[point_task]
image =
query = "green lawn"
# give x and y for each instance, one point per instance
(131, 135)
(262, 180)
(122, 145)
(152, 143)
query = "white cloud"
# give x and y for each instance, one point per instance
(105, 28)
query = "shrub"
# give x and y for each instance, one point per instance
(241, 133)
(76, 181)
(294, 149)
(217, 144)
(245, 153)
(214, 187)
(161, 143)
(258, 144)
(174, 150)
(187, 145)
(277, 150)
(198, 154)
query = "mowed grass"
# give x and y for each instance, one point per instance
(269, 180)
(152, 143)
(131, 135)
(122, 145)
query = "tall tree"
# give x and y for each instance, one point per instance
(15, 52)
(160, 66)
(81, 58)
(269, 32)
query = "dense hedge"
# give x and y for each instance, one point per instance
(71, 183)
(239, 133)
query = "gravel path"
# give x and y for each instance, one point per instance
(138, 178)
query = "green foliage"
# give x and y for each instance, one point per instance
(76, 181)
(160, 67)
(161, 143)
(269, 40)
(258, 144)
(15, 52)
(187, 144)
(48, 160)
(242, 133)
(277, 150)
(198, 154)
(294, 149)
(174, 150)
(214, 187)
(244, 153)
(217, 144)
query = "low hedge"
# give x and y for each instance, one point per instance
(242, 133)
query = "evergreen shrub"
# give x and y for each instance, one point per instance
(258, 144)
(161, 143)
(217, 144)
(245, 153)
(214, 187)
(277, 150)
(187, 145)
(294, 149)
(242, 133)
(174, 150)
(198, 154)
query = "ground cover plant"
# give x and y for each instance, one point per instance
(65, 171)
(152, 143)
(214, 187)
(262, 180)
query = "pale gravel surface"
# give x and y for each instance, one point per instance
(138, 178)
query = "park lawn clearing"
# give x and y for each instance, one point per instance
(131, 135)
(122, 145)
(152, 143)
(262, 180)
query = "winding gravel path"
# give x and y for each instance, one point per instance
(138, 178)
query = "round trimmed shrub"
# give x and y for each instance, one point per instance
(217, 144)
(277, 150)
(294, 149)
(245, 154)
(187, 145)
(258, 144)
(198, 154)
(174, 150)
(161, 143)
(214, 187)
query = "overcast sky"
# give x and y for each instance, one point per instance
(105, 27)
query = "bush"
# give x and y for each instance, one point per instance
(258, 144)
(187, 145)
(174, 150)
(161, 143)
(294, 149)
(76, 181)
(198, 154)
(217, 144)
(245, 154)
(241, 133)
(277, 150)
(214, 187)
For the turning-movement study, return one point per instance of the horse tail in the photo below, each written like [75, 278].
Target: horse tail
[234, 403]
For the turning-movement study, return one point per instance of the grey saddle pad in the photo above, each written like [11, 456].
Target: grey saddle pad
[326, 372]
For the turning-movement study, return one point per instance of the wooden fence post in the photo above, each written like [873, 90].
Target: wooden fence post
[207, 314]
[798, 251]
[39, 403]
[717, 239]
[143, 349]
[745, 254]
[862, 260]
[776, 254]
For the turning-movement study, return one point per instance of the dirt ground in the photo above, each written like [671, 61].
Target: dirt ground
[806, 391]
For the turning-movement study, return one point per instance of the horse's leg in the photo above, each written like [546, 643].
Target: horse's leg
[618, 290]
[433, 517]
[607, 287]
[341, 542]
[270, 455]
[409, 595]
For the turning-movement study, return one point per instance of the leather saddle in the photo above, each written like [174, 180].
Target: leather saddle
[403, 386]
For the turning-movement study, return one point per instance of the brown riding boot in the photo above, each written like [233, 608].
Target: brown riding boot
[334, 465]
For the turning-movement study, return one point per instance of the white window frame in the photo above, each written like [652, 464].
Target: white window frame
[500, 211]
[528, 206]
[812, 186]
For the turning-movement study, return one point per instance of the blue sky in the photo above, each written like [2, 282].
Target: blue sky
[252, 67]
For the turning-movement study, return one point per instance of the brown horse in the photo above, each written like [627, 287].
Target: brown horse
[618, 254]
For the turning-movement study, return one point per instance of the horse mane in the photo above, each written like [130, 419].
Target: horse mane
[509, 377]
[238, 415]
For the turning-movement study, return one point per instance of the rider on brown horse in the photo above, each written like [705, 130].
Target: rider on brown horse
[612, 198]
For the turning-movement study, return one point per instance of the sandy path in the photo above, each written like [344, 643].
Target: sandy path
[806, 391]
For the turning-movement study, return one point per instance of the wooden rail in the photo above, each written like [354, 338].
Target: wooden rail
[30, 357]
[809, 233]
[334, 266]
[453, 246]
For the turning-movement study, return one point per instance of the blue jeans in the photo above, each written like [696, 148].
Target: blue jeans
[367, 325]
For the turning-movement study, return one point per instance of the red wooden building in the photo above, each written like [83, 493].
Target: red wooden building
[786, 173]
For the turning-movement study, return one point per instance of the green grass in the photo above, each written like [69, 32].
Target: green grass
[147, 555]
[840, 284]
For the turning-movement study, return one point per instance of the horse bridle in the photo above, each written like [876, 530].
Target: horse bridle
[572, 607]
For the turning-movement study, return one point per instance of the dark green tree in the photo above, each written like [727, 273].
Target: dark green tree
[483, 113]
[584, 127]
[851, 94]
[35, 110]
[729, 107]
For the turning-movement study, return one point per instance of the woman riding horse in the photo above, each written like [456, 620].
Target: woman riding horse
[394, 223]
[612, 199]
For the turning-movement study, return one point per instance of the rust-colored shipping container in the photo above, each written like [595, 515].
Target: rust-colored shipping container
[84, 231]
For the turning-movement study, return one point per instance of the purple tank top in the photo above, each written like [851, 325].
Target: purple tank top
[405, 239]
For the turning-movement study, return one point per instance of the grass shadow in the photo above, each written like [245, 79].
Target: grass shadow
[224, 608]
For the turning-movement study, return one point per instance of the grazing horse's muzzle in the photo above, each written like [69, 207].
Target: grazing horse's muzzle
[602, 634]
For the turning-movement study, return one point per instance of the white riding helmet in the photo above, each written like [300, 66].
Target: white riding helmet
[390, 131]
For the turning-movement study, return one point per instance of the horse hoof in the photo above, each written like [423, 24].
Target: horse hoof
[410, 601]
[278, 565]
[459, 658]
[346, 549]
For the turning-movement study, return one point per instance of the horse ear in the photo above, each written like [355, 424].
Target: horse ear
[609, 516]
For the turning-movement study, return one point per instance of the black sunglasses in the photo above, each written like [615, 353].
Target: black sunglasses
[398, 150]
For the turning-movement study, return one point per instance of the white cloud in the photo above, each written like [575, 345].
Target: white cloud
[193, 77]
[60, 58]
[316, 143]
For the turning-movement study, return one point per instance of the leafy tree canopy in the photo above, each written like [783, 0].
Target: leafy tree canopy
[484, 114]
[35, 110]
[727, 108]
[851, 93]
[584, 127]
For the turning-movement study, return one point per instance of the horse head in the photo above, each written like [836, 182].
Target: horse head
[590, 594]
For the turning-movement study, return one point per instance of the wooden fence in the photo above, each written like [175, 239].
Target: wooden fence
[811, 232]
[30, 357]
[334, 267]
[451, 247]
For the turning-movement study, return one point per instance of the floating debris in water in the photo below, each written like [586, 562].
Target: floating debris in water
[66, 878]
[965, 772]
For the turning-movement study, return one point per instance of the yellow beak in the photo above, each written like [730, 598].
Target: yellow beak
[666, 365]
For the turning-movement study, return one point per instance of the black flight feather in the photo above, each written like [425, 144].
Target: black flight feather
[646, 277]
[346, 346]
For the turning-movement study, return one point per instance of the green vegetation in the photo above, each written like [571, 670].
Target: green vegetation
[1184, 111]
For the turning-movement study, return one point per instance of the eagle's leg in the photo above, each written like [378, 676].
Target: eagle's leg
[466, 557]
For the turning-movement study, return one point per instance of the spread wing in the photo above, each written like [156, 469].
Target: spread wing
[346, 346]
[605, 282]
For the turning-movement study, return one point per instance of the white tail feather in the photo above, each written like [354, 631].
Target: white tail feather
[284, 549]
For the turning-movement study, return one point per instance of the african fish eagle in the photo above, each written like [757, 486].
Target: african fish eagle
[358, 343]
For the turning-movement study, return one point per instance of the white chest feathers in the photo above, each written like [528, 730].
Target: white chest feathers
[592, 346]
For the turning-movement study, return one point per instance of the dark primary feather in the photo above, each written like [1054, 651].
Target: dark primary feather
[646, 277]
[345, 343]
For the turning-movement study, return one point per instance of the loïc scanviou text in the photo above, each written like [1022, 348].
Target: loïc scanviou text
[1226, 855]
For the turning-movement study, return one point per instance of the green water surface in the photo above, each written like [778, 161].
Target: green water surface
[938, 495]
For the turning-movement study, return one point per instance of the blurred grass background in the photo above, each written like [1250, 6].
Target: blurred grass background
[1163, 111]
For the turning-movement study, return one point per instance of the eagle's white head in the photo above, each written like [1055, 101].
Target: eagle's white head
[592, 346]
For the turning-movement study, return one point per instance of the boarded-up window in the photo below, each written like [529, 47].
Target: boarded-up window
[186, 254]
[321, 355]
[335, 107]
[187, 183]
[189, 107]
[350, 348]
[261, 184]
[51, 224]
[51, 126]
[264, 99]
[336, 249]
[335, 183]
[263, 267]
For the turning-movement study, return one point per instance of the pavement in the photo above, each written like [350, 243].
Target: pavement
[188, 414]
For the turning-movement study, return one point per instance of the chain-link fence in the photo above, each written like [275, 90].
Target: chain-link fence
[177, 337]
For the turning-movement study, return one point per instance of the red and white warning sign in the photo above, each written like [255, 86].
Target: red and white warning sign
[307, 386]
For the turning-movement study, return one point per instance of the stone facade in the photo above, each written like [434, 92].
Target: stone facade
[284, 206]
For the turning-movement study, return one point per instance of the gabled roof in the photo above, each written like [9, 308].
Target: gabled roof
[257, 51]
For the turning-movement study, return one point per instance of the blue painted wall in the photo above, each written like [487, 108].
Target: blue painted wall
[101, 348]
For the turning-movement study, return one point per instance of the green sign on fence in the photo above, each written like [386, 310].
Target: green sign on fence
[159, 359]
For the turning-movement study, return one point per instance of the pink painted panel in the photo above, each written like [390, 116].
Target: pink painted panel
################
What you need to do: Render the stretch of lines above, from the line containing "like [9, 308]." through the last line of the records, as a JSON list of strings with one string per line and any blank lines left out.

Task answer:
[
  "For the turning-movement study, return one point per instance of the gabled roof in the photo above, each written like [9, 308].",
  "Target: gabled roof",
  "[257, 51]",
  "For the turning-movement study, return one point per instance of the blue painted wall in the photo above, each written like [487, 108].",
  "Target: blue painted wall",
  "[101, 348]",
  "For the turning-movement study, return one point per instance of the green sign on fence in the photo above, each written like [386, 310].",
  "Target: green sign on fence",
  "[159, 359]",
  "For the turning-movement study, return one point per instance of the pink painted panel in the photo above, each written like [390, 116].",
  "Target: pink painted panel"
]